** Dane do ćwiczenia **
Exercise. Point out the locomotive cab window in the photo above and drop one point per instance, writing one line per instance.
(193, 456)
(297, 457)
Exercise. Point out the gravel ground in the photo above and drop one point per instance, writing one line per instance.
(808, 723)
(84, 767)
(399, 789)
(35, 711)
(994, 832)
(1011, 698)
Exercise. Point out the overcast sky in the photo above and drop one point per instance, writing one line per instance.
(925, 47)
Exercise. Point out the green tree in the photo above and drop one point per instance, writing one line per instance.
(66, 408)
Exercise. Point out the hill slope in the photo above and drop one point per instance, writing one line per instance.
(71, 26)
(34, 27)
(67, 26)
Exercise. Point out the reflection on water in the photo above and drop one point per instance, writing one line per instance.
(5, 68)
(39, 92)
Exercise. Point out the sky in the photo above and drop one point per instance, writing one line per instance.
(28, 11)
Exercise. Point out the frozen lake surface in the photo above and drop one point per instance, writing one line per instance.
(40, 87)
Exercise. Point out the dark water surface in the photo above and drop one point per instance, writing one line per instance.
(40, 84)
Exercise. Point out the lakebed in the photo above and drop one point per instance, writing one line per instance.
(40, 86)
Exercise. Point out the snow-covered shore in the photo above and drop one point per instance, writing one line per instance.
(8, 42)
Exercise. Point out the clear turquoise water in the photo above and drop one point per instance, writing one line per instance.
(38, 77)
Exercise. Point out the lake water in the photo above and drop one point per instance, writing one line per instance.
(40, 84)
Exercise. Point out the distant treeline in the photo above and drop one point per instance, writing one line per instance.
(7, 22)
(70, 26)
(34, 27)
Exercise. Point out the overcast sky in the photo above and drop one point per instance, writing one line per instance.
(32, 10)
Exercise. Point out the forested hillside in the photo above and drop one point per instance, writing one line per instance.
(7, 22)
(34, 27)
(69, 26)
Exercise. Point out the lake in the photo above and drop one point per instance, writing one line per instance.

** Co zrobić **
Zaktualizuj wszystkie pozycje powyżej, zamieniając „overcast sky” na „cloudy sky”. Pozostałą część tekstu zostaw bez zmian.

** Wynik zadania **
Exercise. Point out the locomotive cab window in the photo above and drop one point per instance, writing one line per instance.
(193, 456)
(297, 457)
Exercise. Point out the gravel ground in the photo above and drop one point per instance, writing one line per instance.
(808, 723)
(84, 767)
(399, 789)
(35, 711)
(994, 832)
(1011, 698)
Exercise. Point out the cloudy sky in the photo above and drop one point per instance, writing one line per instance.
(925, 47)
Exercise. Point out the green tree in the photo above and drop one point per instance, writing one line per instance.
(66, 408)
Exercise. Point out the hill slope in the photo above and drop one point per instance, writing one line per instance.
(71, 26)
(34, 27)
(67, 26)
Exercise. Point out the reflection on water in the photo above and drop one point per instance, writing one line per instance.
(5, 68)
(39, 92)
Exercise. Point out the sky in the photo above and drop one point per instance, writing one line per instance.
(28, 11)
Exercise. Point out the frozen lake surface in the photo above and drop one point per instance, writing one line per instance.
(40, 87)
Exercise. Point out the dark water surface in the photo above and drop one point per instance, writing one line per instance.
(40, 84)
Exercise. Point out the lakebed in the photo above and drop one point per instance, writing one line per instance.
(40, 86)
Exercise. Point out the snow-covered shore in the photo above and drop one point per instance, writing one line per instance.
(8, 42)
Exercise. Point out the clear turquoise water in the photo above and drop one point per instance, writing one line per instance.
(38, 77)
Exercise. Point out the lake water in the photo above and drop one point per instance, writing one line per instance.
(40, 84)
Exercise. Point out the distant treeline in the photo above and drop one point per instance, writing one line per instance.
(7, 22)
(70, 26)
(34, 27)
Exercise. Point out the cloudy sky in the photo above and drop one point per instance, writing one line per instance.
(32, 10)
Exercise. Point out the forested hillside in the photo above and drop one point per instance, writing one line per instance.
(7, 22)
(34, 27)
(69, 26)
Exercise. Point out the lake in the photo above and drop one point per instance, writing one line per instance.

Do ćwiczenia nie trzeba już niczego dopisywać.